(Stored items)
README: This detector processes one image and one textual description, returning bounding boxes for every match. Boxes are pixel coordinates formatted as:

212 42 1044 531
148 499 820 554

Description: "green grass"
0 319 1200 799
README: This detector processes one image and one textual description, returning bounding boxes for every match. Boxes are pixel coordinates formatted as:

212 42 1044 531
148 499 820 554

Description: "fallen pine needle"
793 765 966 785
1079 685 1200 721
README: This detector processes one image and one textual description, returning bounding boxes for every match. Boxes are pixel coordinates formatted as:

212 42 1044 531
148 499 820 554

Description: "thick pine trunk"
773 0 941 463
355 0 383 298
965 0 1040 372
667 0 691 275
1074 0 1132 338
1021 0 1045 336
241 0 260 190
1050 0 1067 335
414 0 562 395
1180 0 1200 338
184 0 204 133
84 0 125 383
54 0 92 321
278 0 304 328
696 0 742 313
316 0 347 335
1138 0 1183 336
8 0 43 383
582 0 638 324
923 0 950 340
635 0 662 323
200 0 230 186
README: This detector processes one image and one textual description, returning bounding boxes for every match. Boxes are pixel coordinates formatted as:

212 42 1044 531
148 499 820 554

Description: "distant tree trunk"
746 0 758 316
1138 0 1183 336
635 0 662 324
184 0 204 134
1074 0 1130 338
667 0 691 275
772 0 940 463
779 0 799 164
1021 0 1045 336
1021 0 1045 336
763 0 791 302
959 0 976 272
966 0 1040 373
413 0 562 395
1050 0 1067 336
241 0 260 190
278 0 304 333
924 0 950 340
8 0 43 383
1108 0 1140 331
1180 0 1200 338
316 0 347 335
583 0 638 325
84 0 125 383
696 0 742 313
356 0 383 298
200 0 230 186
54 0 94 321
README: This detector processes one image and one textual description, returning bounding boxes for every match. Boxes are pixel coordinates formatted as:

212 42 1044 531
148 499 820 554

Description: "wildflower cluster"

● Exercise brief:
Can you rewrite the whole listing above so that every "detector" becomes "locator", with nothing else altered?

● Answer to the task:
README: This locator processes one image and one textual description, returning bounding boxes for every match. Boxes are pixel coordinates formatted as:

212 42 1044 531
148 499 820 554

Description: "green grass"
0 319 1200 799
README: This locator processes one image and one textual description, returning bounding boxes for every match. Boxes are pixel coordinates formatted as:

212 42 1044 531
148 499 820 554

Description: "fallen pine needle"
793 765 966 785
1079 685 1200 721
README: This locator processes one image and one textual description, returning bounding boxes for every match. Boxes are pixel coordinates formatted as:

212 42 1044 531
148 499 820 554

Description: "thick pine trunk"
773 0 941 463
355 0 383 298
965 0 1040 372
667 0 691 275
1074 0 1132 338
1021 0 1045 336
241 0 260 190
1050 0 1067 335
414 0 562 395
1180 0 1200 338
184 0 204 133
84 0 125 383
54 0 92 321
278 0 304 328
696 0 742 313
316 0 347 335
1138 0 1183 336
8 0 43 383
582 0 638 324
923 0 950 340
635 0 662 323
200 0 230 186
README: This locator processes one image and one textual description, returning bounding boxes for every match. Boxes are pixel coordinates formatted as:

212 42 1044 531
148 499 820 554

Description: "distant tree trunk"
746 0 758 316
1138 0 1183 336
635 0 662 324
184 0 204 134
1074 0 1130 338
667 0 691 275
772 0 940 463
779 0 799 164
1021 0 1045 336
1021 0 1045 336
763 0 791 302
959 0 976 272
966 0 1040 373
413 0 562 395
1050 0 1067 336
241 0 260 190
278 0 304 333
924 0 950 340
8 0 43 383
1108 0 1140 331
1180 0 1200 338
316 0 347 335
583 0 638 325
84 0 125 383
696 0 742 313
356 0 383 298
200 0 230 186
54 0 94 321
README: This locator processes one image and one textual description, returning bounding boxes for every match. Boxes are pixel coordinates formatted as:

212 42 1044 531
148 499 820 554

Description: "wildflower cluster"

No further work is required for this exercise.